EXERCISE GOAL >> Write out the entries verbatim and leave the images out of the copy.

RAW RECORDS >>
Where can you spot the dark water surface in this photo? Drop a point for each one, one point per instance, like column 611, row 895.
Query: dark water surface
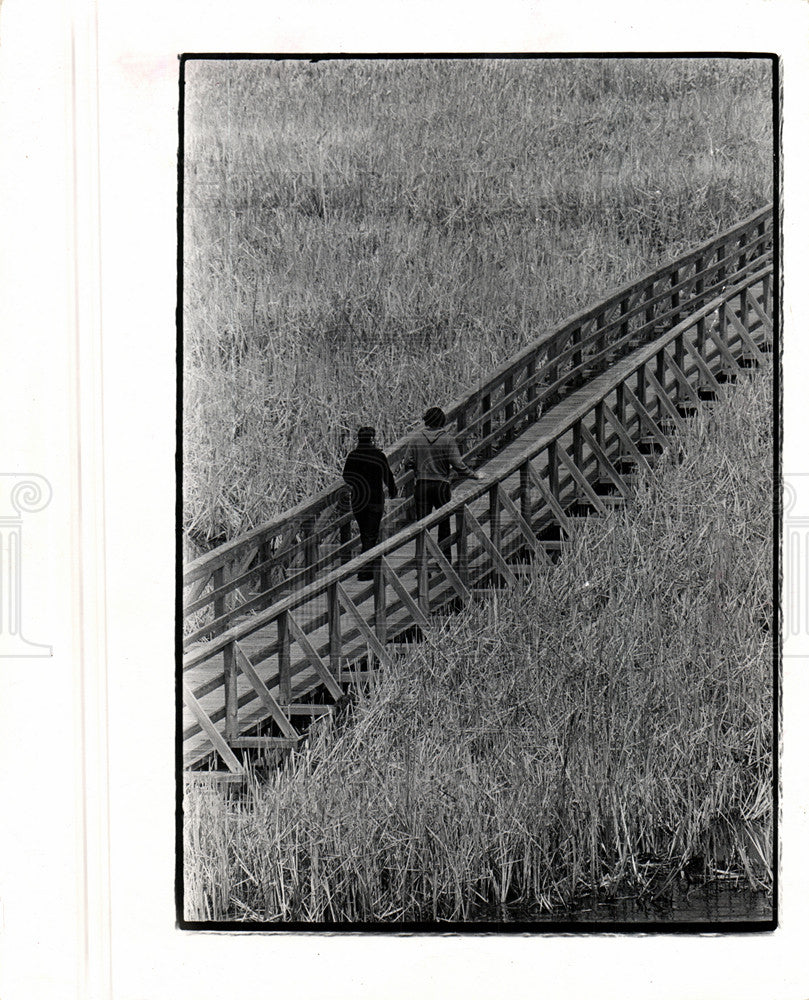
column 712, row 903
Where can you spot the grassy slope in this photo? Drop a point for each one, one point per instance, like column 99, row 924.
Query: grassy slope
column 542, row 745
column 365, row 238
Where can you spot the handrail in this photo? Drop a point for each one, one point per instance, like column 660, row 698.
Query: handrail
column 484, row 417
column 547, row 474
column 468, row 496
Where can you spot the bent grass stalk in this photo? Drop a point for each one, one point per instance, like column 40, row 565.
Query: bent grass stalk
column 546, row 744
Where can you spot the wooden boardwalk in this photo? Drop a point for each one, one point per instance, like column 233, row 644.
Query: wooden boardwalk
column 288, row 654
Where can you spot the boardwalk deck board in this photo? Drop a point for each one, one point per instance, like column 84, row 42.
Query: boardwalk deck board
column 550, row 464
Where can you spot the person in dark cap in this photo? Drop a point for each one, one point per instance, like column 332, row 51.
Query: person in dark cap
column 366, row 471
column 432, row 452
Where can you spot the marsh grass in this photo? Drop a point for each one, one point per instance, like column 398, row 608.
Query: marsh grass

ANSWER TO THIS EXERCISE >>
Where can you spot the dark water surface in this photo? Drop a point for each one, one point per instance, like column 611, row 895.
Query: dark water surface
column 712, row 903
Where can you spot the grassy slope in this photo? Drop a point for each one, one point per instance, like column 99, row 924.
Query: grassy slope
column 542, row 745
column 365, row 238
Where can you spot the handrail in this photo? Drop a point for each one, one point per instance, like column 660, row 698.
Query: handrail
column 484, row 417
column 547, row 474
column 468, row 496
Where can you spot the bent grass stalk in this photo? Drop a point for each one, one point per instance, like column 40, row 565.
Query: bent grass stalk
column 546, row 744
Where can you spot the wooden boardwalk in this photo? Drop a point for each one, one point per instance, like column 233, row 644.
Query: wooden boardwalk
column 288, row 654
Where can you spot the boardwalk deck board in this photo? Drop a point for each one, one point per instance, like column 84, row 42.
Query: boardwalk deck board
column 550, row 464
Where can you spot the person in dark cap in this photo? Drop a point for each one, one point per instance, like column 332, row 51.
Query: person in dark cap
column 366, row 471
column 432, row 452
Where can you spot the marsh grass in this photo? Drop a point for each one, one point per instance, like column 398, row 608.
Query: marsh grass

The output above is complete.